# Actions to take
- a) Update the Metcalf announcement by restating everything from "Quick takes" down to "standard of care.", with "awarded" changed to "granted".
- b) Write what comes next in the Metcalf announcement, starting after its final sentence.

Source passage: Begin

Quick takes

DESIGNATED: Gregory R. Metcalf has been awarded the Accredited Investment Fiduciary designation from the Center for Fiduciary Studies, the standards-setting body for fi360. The AIF designation signifies specialized knowledge of fiduciary responsibility and the ability to implement policies and procedures that meet a defined standard of care.

The designation is the culmination of a training program and agreement to abide by the code of ethics and conduct standards. On an ongoing basis, completion of continuing education and adherence to the code of ethics and conduct standards are required to maintain the AIF designation.

Metcalf is the managing partner and a financial planner at Cardinal Wealth Management. With more than 25 years of experience in the financial industry, Metcalf has helped individuals, families and small businesses with financial needs and goals.

Source passage: End
Information provided: Begin

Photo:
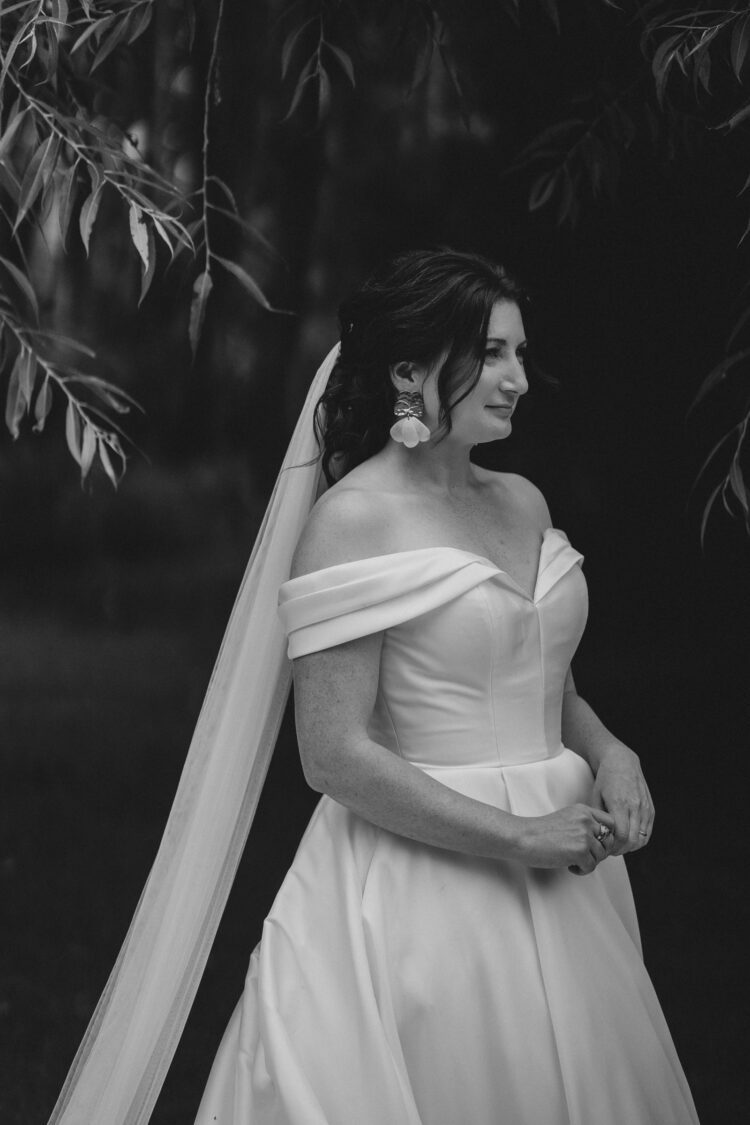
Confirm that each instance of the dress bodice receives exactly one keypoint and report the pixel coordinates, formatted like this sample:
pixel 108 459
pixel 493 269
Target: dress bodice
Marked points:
pixel 472 667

Information provided: End

# Answers per task
- a)
Quick takes

DESIGNATED: Gregory R. Metcalf has been granted the Accredited Investment Fiduciary designation from the Center for Fiduciary Studies, the standards-setting body for fi360. The AIF designation signifies specialized knowledge of fiduciary responsibility and the ability to implement policies and procedures that meet a defined standard of care.

- b)
Along with his partner, Rick Desman, the firm offers clients 401k portfolio analysis, investment and insurance planning, budgeting and Social Security strategies. His office is located at 626 N. Fourth St. in Steubenville and can be reached at (740) 314-8342. Securities are offered through First Allied Securities Inc.

AUTHORIZED: Weirton Rental Center now is an authorized UPS shipping center outlet and is the only independently owned UPS authorized shipping outlet in Hancock and Brooke counties.

As an authorized shipping outlet, Weirton Rental Center no longer charges for any prepaid packages with an authorized return service or return shipping label already on them.

Weirton Rental Center also offers FedEx and U.S. Postal Service shipping.

They are open 8 a.m. to 5 p.m. weekdays and 8 a.m. to 4 p.m. Saturdays. UPS pickup is 4:30 p.m. weekdays. Packages dropped off on Saturdays will be picked up Mondays.

CATERILLAR?CUTS: Caterpillar is planning another round of job cuts that could exceed 10,000 people through 2018, as the construction and mining equipment maker adjusts to downturns in key markets that it serves.

That could amount to more than 8 percent of the 126,800 employees it had globally as of June.

The Peoria, Ill., company said Thursday that it will cut as many as 5,000 people mostly by the end of this year from its salaried and management workforce. It then could cut thousands more, raising the total cuts above 10,000, as it figures out which factories and manufacturing sites to close through 2018.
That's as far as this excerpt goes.